### Görev yönergesi
Bostan dolabını hayata benzeten metni son cümlesinin ardından sürdürün.

### Metin bölümü

Eskiden bostanları sulamak için kuyudan su çekerlermiş. Bu suyu çıkarmak için de katır bağlar ve kuyunun etrafında dönüp dururmuş. Böylece üzerine küçük kovalar yerleştirilmiş büyük çark döner ve suyu yukarı çekermiş. Su, arklara dökülür ve bahçe sulanırmış. Dönüp durduğunu anlamasın diye katırın gözlerini bağlarlarmış. İşte bu kuyuya ‘bostan dolabı’ denir.
Aslında hepimizin hayatı bostan dolabına benziyor; dönüp dururken gözlerimizdeki bağda gündelik şeyler, ev, ekmek gailesi... Hayat bir bostan dolabıdır. Bazen monotondur; aynı şeyleri yapmak yorar ve zorlar. Bazen de, başkalarının bizim için çizdiği yolda mecburen ilerlemek zorunda kalırız. Sebep her ne olursa olsun, hep ileriye doğru yol almak zorundayız, ama dengemizi kaybetmeden. Kaç kişi kendi çizdiği yoldan ilerlemeyi başarabiliyor ki bu hayatta?

### Gösterilen bilgiler
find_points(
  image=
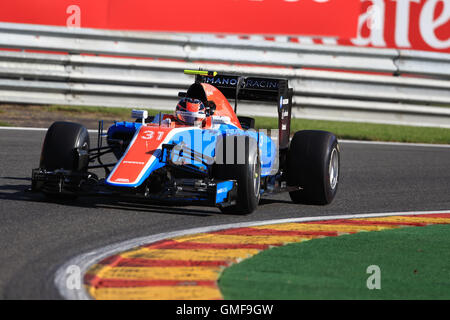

### Alıştırma cevabı
Aslında nefes aldığımız yer'le, boğulduğumuz yer aynıdır çoğu zaman. Ne nefes almaktan vazgeçebiliyoruz, ne de boğulmaktan. Hepimiz gün geliyor, gitmek arzusuyla yanıp tutuşuyoruz; hesap etmeden, haritaya bakmadan. Gidemiyoruz da, kalamıyoruz da; ikisinin arasındaki sıkışmışlıkta boşuna bir mucize olmasını bekleyip duruyoruz. Yıllar böylece akıp giderken, bir de bakmışız ki hiç farkında olmadan yaşama sevincimizi kaybetmişiz. Üzerinden zaman geçince, varmakta anlamını çoktan yitirmiş oluyor; insan gittiği yerde aslında sadece kaybettiği duygularını arıyor.
Aradığı yerin, kaybettiği şeyin ve kendisinin üzerinden çok sular akmış oluyor. Zaman fazlasıyla aşındığı için, bulmak imkansız oluyor. Sonunda gitmekte, kalmakta artık anlamsızlaşıyor. Ayrılık ya da özlemek değil; en büyük acı, giderek büyüyen boşluğa dönüşüyor nihayetinde. Hayat dediğimiz içimizdeki boşlukları doldurma çabasıydı çoğu zaman; yapboz parçalarını yerleştirmeye uğraşmakla geçen zamanlar eksiliyordu ömrümüzden boşu boşuna.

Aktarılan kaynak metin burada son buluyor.